■ Records to use:
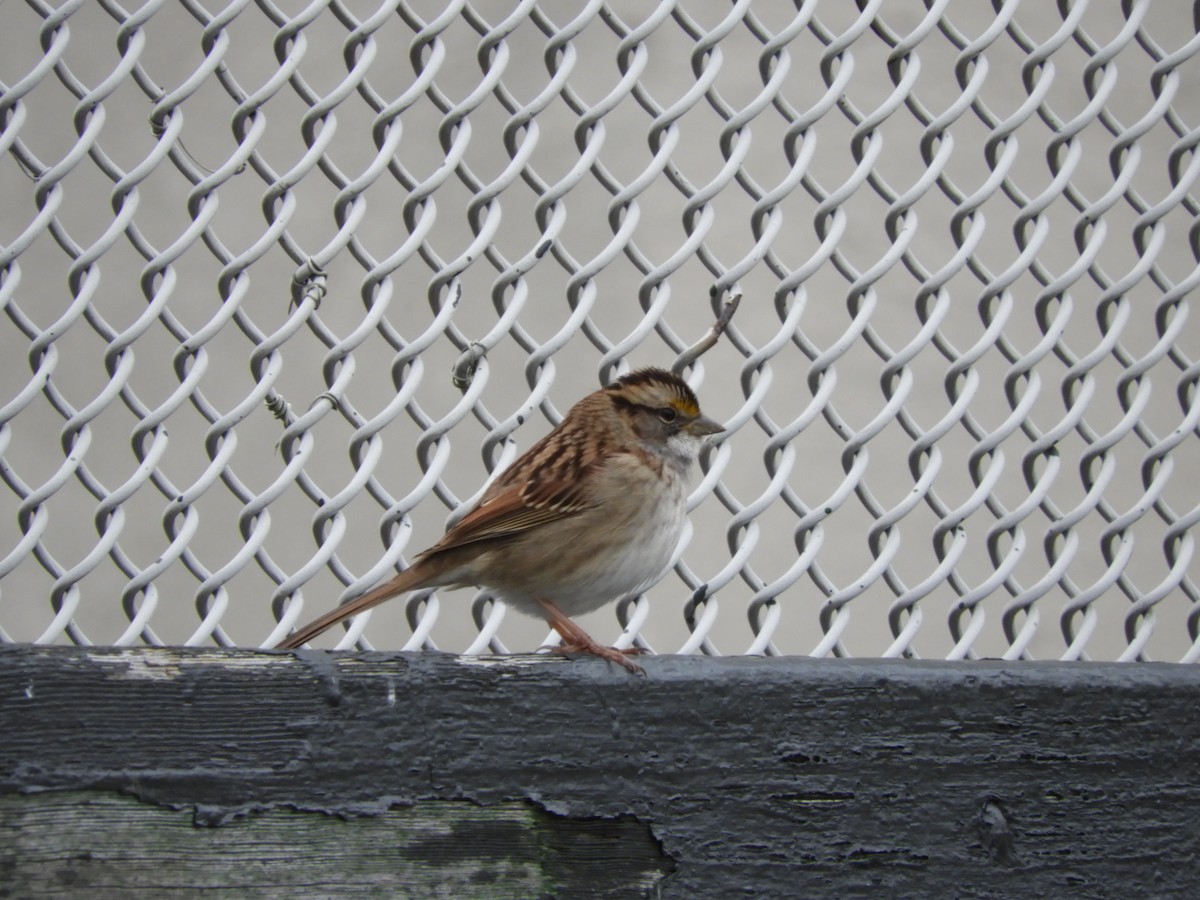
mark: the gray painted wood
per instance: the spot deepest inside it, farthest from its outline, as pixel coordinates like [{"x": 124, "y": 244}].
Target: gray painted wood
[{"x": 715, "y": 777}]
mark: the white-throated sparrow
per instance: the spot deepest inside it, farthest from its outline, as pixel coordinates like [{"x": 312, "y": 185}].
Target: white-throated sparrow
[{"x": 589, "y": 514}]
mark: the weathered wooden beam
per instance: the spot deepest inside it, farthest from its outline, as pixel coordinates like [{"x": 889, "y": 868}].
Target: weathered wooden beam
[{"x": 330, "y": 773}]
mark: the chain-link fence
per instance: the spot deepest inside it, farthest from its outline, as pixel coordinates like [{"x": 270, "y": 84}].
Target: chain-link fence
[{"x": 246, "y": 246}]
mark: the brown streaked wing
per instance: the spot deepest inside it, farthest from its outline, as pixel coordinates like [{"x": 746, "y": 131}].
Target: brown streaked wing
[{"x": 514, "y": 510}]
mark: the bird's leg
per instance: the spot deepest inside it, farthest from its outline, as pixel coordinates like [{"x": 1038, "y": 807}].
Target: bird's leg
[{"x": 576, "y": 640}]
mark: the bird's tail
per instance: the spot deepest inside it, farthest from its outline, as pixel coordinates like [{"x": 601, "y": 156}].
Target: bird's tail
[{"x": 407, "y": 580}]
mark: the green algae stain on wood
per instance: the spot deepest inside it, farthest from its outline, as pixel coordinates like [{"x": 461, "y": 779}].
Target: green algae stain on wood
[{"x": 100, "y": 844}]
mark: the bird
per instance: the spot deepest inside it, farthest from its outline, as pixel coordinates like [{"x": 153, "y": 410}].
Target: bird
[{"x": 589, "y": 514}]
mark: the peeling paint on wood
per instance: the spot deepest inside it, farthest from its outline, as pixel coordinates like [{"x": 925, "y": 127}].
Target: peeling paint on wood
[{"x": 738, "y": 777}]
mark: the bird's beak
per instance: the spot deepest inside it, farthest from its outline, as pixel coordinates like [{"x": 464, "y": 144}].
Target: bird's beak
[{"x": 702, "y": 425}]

* * *

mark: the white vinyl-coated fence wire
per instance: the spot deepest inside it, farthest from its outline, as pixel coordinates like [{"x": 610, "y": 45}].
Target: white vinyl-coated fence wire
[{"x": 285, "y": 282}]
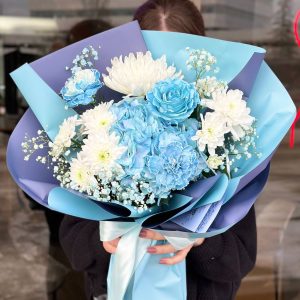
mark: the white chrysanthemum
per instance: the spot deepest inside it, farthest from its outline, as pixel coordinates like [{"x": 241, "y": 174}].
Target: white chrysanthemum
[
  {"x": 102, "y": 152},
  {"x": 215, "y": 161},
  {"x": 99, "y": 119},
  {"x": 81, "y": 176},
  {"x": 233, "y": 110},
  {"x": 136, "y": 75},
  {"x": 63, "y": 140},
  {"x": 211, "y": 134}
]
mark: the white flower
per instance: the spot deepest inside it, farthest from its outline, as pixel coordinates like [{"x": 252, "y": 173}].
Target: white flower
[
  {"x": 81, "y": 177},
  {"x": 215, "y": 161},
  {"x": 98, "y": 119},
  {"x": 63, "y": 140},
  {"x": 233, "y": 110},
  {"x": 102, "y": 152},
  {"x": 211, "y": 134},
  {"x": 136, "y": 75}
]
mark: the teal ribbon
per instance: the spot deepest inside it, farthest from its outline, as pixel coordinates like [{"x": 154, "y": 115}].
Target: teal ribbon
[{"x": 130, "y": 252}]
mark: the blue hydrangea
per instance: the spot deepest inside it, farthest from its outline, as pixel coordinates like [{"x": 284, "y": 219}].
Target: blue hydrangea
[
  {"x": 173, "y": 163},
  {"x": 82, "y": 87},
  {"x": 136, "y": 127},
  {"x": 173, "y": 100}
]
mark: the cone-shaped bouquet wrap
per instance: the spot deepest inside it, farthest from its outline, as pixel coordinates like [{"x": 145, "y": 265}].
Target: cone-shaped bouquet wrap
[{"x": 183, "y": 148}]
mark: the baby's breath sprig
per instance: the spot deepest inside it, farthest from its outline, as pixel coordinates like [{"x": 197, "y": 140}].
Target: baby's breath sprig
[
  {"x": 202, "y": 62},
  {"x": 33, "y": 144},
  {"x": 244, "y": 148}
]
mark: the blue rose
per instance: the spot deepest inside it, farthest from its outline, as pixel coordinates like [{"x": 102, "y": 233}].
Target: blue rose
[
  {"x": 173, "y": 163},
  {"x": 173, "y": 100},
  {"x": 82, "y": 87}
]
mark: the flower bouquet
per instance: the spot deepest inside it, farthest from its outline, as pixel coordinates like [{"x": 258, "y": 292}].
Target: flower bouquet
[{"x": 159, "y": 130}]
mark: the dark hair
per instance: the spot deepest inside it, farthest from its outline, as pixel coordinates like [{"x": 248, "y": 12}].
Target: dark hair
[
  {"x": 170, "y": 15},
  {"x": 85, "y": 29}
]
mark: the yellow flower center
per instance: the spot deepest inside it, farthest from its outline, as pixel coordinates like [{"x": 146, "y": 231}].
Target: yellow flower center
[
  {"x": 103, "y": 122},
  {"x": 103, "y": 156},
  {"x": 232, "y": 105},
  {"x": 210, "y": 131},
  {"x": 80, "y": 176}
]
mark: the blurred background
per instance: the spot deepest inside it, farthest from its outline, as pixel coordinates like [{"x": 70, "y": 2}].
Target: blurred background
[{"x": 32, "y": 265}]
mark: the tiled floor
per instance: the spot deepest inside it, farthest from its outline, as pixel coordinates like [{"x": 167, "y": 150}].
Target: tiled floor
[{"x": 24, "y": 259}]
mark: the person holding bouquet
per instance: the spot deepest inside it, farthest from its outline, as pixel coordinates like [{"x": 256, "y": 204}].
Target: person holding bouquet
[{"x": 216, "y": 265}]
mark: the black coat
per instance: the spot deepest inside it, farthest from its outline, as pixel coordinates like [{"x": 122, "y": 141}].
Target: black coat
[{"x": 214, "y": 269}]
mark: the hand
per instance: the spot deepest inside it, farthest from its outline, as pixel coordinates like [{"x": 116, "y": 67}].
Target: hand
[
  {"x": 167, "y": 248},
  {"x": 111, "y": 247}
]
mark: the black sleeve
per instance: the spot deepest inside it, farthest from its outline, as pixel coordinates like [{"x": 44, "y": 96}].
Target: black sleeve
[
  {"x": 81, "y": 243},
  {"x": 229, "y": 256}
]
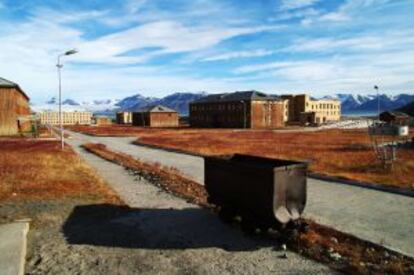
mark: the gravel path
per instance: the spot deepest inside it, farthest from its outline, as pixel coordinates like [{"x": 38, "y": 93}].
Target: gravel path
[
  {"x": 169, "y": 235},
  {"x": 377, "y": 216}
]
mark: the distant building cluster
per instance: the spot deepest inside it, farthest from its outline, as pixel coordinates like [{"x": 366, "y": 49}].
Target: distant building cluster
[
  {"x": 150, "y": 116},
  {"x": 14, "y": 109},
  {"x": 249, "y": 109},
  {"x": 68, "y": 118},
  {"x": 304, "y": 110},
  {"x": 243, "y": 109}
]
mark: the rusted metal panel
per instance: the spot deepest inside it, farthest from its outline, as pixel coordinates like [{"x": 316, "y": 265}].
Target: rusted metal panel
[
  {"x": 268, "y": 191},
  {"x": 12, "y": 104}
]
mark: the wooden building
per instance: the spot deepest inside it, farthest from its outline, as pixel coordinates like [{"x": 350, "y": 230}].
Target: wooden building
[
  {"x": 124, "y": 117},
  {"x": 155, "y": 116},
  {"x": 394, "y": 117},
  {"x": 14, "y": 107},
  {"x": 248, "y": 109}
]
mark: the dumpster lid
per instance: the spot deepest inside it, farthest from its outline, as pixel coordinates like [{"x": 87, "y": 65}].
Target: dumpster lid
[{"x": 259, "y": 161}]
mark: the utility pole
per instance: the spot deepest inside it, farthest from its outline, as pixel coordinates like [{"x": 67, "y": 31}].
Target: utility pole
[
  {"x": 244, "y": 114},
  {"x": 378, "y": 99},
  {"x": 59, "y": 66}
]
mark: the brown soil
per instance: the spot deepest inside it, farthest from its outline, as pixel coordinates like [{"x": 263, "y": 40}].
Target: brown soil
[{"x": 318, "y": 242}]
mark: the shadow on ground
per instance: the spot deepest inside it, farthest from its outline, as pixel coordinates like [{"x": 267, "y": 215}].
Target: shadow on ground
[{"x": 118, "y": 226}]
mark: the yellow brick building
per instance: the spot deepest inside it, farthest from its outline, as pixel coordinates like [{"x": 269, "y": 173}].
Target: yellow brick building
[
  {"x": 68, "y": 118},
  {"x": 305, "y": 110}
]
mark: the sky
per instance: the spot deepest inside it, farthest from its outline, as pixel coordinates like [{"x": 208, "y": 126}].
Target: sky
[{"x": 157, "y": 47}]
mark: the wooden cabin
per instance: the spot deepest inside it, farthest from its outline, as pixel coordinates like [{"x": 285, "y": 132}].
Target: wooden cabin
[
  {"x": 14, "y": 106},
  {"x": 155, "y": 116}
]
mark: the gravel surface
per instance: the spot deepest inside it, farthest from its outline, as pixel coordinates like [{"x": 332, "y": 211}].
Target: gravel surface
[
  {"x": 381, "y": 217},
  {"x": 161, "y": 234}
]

■ Written request:
Show every line above that contains the word "brick", copying each one in full.

■ Result of this task:
mark: the yellow brick building
Target: yellow brick building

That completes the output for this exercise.